▶ [Selected text]:
===============

Studio album by Robben Ford
- Released: 1988
- Recorded: 1988
- Studios: Sounder (Chatsworth, CA) Take One (Burbank, CA) The Complex (Los Angeles, CA) Mad Hatter (Los Angeles, CA) Record One (Sherman Oaks, CA) Smoketree (Chatsworth, CA) Quad (New York City, NY)
- Genre: Blues rock
- Length: 41:53
- Label: Warner Bros.
- Producers: Scott Ferguson, Robben Ford

Robben Ford chronology
| The Inside Story (1979) | Talk to Your Daughter (1988) | Minor Elegance with Joe Diorio (1989) |

= Talk to Your Daughter =

Talk to Your Daughter is a blues rock album by the American musician Robben Ford, released in 1988. The cover version of Albert King's "Born Under a Bad Sign" was used on the soundtrack to the Clint Eastwood movie Pink Cadillac.

==Critical reception==

The Windsor Star wrote that the album "is one of the most challenging, enjoyable new releases of 1988... Talk to Your Daughter combines some traditional blues elements, as in 'Born Under a Bad Sign' and the marvellous title tune, with more adventurous things, like 'Help the Poor', to create an aural tapestry of bluesy music that is played with intensity and a strong sense of balance."

===============

Bounding box data excerpts:

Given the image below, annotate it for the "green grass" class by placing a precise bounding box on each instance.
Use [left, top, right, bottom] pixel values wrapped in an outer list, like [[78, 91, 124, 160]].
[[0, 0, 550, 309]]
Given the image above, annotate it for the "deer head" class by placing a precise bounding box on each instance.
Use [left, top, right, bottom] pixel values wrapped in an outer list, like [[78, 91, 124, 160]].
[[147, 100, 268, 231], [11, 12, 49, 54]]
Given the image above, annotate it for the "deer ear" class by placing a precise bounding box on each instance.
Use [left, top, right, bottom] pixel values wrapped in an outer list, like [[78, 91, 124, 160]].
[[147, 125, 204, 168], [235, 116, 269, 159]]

===============

▶ [Problems to work on]:
• 1. Rewrite the Talk to Your Daughter text from "Studio album by" up to and including "Label: Warner Bros.", putting "Van Nuys" in place of "Chatsworth".
• 2. Extract each line of the rows that contains the word "deer".
The text about the album and the rows have no connection to each other.

▶ [Task-by-task outputs]:
• 1.
Studio album by Robben Ford
- Released: 1988
- Recorded: 1988
- Studios: Sounder (Van Nuys, CA) Take One (Burbank, CA) The Complex (Los Angeles, CA) Mad Hatter (Los Angeles, CA) Record One (Sherman Oaks, CA) Smoketree (Van Nuys, CA) Quad (New York City, NY)
- Genre: Blues rock
- Length: 41:53
- Label: Warner Bros.

• 2.
Given the image above, annotate it for the "deer head" class by placing a precise bounding box on each instance.
Given the image above, annotate it for the "deer ear" class by placing a precise bounding box on each instance.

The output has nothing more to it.